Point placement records
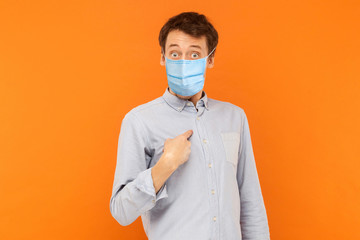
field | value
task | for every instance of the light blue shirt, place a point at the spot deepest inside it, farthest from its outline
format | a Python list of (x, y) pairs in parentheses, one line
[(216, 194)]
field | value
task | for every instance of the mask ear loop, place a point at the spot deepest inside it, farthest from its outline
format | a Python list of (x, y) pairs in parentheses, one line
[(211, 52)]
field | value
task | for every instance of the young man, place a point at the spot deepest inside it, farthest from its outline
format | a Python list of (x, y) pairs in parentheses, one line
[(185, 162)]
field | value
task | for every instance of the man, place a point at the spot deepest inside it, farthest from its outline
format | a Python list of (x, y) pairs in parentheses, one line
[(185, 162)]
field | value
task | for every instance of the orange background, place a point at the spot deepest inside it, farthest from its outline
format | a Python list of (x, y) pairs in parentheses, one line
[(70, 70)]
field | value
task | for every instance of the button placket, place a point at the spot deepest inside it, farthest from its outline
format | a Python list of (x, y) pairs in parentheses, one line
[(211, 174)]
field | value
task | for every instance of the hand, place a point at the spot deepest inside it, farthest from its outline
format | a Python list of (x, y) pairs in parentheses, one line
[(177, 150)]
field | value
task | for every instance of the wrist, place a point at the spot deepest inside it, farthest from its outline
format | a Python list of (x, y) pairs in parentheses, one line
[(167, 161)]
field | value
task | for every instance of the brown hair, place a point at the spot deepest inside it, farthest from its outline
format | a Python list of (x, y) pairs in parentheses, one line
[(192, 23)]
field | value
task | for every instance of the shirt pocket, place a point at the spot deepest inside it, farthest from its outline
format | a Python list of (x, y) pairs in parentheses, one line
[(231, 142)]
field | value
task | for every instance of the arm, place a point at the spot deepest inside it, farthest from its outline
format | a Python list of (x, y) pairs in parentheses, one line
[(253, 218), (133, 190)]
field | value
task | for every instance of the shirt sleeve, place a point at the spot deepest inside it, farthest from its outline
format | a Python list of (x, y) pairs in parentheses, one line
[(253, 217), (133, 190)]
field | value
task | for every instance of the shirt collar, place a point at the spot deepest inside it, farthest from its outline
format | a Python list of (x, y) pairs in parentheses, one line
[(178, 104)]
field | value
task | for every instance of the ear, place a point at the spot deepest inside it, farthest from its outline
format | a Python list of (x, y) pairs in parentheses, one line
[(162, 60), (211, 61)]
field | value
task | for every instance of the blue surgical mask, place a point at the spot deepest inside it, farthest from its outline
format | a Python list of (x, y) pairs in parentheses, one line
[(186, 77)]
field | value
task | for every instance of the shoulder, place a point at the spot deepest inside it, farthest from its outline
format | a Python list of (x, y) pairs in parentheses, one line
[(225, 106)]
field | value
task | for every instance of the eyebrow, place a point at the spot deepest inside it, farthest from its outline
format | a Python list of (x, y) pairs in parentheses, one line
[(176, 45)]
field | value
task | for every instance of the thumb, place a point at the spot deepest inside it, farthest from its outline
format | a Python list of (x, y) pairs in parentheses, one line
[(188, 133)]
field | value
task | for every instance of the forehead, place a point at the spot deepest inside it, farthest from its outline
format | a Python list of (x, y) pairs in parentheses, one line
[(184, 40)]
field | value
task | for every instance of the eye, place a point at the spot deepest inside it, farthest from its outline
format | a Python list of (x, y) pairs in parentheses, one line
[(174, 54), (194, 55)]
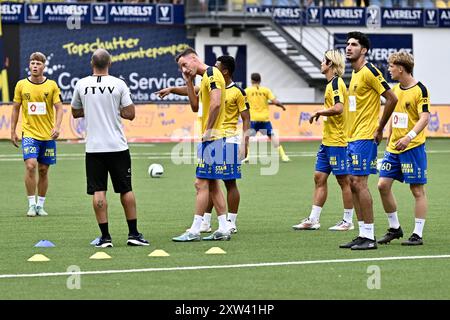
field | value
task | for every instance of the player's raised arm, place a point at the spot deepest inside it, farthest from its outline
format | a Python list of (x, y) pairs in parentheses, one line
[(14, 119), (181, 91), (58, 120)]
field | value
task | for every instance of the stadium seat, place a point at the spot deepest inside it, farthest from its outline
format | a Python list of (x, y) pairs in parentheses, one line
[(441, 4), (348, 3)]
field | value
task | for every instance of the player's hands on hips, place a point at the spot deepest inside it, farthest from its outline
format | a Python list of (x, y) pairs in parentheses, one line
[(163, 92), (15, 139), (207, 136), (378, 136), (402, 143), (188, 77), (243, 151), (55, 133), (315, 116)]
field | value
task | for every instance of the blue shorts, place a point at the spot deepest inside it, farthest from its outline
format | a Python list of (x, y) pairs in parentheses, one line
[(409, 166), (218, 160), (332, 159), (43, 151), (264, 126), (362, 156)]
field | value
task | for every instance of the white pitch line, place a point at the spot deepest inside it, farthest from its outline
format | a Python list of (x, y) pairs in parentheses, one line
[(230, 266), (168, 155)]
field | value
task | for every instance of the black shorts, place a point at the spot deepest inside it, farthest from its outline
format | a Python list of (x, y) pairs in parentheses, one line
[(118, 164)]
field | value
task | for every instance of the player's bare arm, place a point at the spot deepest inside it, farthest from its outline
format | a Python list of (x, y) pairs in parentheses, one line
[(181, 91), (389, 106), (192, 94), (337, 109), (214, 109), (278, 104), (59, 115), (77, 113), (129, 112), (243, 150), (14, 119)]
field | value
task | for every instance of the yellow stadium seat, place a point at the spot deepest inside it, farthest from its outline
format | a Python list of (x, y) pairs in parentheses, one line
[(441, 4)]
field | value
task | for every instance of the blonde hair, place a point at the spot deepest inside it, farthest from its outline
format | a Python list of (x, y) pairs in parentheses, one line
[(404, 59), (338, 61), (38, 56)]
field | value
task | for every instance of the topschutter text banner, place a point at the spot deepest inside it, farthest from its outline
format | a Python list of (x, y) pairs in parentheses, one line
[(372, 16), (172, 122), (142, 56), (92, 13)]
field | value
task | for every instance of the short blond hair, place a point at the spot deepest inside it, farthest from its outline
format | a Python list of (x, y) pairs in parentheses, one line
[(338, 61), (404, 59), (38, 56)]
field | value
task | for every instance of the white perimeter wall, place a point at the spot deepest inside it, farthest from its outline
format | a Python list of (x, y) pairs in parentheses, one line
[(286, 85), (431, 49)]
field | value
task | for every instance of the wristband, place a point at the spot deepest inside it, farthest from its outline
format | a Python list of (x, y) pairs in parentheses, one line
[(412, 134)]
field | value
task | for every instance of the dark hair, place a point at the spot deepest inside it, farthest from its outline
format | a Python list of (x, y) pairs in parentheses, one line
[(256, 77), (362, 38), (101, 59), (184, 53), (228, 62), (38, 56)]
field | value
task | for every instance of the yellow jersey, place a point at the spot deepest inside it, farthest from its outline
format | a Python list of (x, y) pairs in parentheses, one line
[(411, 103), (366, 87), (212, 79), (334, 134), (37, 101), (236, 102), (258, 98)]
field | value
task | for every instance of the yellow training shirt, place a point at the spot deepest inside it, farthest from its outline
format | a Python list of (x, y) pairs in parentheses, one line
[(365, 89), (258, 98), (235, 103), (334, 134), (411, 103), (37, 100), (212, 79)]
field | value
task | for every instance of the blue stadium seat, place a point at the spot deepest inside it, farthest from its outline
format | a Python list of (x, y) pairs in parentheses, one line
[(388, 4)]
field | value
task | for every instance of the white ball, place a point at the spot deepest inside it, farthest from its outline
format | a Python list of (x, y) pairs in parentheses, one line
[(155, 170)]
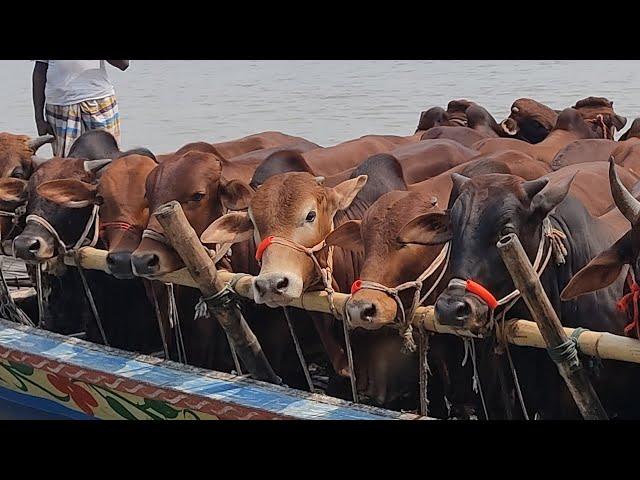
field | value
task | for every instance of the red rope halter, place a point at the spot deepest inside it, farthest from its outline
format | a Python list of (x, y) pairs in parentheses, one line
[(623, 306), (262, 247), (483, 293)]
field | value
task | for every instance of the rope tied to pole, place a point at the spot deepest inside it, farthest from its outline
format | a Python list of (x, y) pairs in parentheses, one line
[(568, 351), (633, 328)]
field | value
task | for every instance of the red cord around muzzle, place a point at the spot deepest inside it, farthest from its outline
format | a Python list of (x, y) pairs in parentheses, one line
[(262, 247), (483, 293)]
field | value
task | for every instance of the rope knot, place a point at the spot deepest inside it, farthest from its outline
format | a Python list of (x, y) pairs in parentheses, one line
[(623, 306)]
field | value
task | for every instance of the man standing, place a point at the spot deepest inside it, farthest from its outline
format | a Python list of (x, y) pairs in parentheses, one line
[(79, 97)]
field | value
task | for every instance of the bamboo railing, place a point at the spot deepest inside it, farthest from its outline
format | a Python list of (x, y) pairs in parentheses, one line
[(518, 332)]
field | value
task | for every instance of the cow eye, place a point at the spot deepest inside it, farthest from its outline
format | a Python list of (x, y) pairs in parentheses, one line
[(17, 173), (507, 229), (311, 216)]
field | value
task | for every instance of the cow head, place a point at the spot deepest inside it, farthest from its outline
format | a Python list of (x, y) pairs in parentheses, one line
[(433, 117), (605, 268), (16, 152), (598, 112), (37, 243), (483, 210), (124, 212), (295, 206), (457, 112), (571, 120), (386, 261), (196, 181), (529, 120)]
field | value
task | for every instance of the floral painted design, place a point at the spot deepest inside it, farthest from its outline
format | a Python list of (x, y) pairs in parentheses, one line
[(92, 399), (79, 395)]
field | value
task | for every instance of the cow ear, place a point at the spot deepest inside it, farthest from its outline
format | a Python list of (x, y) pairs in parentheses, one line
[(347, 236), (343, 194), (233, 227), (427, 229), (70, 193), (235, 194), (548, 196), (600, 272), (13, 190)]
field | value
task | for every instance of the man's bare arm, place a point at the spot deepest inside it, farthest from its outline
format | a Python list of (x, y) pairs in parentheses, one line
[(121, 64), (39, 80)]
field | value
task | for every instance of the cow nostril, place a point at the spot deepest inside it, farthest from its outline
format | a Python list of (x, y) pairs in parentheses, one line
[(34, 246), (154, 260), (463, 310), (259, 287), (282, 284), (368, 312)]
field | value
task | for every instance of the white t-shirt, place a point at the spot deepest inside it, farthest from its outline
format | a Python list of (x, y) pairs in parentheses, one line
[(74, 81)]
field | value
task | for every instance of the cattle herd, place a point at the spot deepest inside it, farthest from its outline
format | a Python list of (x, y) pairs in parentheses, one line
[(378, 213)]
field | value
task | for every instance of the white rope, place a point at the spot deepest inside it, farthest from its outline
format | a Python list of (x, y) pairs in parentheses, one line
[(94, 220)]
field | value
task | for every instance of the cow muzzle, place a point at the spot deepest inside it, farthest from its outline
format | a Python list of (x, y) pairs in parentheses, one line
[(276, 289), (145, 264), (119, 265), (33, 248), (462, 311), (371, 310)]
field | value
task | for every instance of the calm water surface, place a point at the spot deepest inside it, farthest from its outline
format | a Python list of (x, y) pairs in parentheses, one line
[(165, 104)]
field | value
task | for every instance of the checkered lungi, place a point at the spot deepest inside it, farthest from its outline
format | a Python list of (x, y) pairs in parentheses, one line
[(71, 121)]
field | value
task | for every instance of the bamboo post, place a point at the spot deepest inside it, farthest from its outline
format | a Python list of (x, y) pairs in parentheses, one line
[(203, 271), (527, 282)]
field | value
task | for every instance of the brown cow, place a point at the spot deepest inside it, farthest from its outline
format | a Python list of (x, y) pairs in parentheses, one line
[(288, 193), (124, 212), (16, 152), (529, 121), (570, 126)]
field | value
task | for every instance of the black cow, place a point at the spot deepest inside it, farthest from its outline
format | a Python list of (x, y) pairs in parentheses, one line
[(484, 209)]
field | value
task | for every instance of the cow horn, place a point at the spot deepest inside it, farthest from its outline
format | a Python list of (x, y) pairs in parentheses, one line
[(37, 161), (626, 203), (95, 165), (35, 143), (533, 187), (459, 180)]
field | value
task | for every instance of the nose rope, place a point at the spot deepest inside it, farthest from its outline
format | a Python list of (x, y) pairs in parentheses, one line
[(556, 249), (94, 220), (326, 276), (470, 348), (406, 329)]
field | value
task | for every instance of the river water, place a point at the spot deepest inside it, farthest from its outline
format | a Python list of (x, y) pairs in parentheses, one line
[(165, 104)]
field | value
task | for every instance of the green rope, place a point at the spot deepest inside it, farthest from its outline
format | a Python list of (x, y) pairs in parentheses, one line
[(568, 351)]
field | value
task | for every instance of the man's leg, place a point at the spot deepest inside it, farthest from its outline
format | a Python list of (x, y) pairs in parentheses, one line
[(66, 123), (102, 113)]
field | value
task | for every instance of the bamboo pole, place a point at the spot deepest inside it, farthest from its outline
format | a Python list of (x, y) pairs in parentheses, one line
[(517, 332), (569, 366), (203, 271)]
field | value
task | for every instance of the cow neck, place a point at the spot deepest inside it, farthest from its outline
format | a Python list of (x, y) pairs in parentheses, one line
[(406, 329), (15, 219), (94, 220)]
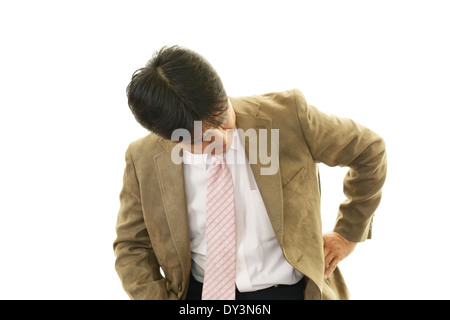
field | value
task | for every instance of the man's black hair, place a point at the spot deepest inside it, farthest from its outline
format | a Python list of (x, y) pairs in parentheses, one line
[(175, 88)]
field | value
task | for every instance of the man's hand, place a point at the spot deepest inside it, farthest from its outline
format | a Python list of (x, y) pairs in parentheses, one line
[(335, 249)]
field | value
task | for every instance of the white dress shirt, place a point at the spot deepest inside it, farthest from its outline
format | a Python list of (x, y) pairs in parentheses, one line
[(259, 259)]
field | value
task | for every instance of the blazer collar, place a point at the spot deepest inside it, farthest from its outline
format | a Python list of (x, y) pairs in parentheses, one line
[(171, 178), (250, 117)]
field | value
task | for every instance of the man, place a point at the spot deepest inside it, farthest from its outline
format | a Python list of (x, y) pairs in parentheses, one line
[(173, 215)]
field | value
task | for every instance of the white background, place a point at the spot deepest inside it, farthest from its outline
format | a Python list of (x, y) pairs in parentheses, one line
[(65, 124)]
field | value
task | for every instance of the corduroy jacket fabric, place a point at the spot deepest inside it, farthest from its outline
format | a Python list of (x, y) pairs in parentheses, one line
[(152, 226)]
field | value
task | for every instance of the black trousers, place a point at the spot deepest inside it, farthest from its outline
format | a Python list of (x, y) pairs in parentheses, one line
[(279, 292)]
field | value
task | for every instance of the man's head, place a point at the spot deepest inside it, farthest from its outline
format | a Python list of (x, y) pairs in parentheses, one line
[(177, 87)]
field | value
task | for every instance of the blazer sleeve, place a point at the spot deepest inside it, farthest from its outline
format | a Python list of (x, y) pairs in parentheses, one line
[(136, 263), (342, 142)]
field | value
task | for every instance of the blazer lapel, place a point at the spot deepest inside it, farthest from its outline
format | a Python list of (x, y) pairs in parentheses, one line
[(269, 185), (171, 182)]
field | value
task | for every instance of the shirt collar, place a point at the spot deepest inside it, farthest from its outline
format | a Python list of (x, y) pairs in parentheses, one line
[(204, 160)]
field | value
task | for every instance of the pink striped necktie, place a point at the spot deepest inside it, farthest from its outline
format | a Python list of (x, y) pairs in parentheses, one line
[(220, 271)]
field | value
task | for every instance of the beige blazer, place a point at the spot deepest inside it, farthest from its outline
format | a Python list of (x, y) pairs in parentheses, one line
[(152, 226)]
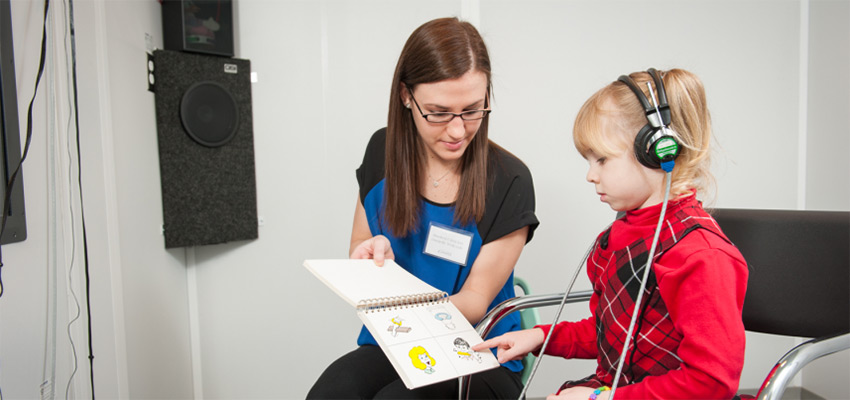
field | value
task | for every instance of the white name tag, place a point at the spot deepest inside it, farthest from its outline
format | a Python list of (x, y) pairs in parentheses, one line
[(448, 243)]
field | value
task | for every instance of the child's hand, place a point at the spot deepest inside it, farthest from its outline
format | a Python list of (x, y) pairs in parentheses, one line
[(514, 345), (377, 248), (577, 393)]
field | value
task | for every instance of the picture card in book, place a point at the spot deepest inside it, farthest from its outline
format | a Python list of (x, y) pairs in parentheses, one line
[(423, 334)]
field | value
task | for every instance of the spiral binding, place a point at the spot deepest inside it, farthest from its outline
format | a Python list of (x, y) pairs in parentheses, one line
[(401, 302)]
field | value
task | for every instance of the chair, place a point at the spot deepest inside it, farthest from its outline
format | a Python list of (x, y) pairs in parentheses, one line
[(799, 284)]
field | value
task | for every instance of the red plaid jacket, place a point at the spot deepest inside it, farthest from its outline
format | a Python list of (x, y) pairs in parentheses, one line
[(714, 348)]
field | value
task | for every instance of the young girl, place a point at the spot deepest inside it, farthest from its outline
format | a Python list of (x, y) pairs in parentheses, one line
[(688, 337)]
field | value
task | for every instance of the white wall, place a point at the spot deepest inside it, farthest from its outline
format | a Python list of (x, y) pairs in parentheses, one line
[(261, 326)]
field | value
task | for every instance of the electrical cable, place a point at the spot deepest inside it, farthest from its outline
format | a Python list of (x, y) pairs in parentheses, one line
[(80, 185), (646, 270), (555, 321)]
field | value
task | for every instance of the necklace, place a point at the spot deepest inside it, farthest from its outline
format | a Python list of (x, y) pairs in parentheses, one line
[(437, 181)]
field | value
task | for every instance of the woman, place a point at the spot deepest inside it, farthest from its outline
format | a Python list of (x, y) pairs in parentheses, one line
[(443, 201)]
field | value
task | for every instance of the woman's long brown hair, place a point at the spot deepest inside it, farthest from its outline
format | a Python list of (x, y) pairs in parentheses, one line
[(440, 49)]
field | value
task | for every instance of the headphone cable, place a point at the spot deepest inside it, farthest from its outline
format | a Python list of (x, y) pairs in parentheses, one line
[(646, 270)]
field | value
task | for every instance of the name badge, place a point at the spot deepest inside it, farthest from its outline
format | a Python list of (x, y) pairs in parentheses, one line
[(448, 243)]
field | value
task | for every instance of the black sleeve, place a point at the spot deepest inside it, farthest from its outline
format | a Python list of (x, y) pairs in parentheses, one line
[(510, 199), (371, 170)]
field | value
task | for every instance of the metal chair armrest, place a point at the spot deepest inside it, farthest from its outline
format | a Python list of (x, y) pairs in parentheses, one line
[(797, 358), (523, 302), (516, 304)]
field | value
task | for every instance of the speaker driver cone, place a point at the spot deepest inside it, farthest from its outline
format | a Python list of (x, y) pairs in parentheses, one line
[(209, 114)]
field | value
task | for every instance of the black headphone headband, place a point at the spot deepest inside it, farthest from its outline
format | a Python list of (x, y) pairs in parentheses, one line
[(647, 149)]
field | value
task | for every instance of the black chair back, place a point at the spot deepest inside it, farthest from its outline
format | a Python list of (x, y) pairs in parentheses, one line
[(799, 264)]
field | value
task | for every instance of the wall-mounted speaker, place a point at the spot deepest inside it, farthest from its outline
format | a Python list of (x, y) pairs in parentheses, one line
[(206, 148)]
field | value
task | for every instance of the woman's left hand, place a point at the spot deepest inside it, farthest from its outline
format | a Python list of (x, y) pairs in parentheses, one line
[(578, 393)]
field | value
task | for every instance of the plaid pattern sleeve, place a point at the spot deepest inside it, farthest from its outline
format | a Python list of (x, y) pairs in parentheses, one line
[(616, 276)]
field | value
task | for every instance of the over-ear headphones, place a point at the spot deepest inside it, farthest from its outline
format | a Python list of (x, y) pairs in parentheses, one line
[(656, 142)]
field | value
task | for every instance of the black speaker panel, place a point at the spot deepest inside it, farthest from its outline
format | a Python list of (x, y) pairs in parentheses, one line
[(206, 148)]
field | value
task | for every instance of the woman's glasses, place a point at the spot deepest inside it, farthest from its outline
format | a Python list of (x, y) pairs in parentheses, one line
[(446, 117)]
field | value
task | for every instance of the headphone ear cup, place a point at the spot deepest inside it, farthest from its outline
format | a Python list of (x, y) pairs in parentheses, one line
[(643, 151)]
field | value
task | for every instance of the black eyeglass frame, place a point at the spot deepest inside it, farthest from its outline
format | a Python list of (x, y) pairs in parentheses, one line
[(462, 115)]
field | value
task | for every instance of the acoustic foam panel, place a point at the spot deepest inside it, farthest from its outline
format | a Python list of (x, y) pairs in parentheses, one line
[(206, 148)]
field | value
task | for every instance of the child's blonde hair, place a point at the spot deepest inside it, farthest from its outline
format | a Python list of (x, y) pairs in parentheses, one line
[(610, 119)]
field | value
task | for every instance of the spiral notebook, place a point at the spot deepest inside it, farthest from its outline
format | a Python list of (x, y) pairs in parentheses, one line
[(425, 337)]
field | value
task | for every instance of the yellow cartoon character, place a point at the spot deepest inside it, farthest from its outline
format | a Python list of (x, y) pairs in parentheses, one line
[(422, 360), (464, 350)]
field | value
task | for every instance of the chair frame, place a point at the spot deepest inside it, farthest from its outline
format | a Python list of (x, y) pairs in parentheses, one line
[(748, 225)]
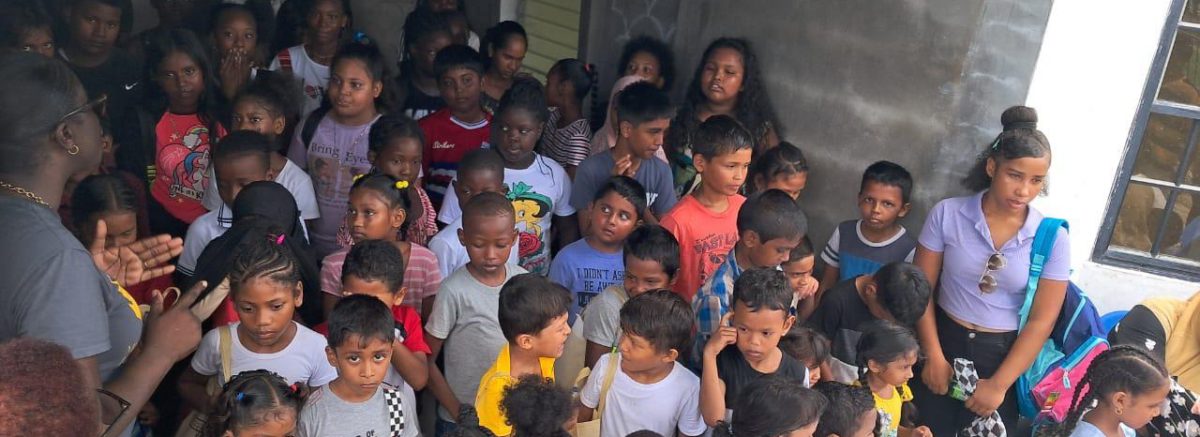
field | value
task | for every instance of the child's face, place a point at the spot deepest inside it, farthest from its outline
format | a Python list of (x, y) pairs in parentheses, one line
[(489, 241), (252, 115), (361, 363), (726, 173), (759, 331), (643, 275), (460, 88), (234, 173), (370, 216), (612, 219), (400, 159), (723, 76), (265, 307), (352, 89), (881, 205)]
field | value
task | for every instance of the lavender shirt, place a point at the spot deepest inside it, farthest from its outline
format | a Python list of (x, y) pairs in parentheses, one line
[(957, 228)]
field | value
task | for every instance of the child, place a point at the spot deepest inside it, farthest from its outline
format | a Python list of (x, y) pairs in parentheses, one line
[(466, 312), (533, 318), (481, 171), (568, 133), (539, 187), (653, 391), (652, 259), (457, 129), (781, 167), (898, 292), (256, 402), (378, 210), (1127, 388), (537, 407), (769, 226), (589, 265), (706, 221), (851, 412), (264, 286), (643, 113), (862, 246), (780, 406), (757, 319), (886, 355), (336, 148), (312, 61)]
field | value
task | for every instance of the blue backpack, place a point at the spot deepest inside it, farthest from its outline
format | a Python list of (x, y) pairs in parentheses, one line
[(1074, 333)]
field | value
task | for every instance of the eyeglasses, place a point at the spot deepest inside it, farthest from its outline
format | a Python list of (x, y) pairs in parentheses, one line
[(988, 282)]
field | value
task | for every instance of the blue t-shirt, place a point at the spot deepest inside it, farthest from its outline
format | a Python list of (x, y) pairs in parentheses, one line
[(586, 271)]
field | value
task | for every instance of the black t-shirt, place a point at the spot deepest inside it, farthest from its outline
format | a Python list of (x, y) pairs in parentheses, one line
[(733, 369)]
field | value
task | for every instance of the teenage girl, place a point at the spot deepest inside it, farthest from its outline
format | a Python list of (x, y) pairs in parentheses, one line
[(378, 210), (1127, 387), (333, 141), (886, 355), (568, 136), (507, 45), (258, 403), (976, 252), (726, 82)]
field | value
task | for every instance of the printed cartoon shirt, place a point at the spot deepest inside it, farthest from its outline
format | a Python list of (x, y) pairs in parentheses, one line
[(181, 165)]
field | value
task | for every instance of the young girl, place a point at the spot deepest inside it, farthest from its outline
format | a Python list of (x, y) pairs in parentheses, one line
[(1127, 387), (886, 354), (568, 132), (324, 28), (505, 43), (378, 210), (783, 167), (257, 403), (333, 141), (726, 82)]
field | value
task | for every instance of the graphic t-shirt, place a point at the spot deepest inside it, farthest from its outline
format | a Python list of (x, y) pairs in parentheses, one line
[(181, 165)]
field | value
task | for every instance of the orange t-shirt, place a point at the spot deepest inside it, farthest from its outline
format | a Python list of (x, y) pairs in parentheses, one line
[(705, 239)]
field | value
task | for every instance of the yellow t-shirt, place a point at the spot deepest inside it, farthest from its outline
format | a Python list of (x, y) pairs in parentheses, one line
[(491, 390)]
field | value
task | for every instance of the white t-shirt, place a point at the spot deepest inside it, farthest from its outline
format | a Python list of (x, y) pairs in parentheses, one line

#### [Exercise instructions]
How many lines of the records above contain the string "background"? Give only the number.

#### [Finished answer]
2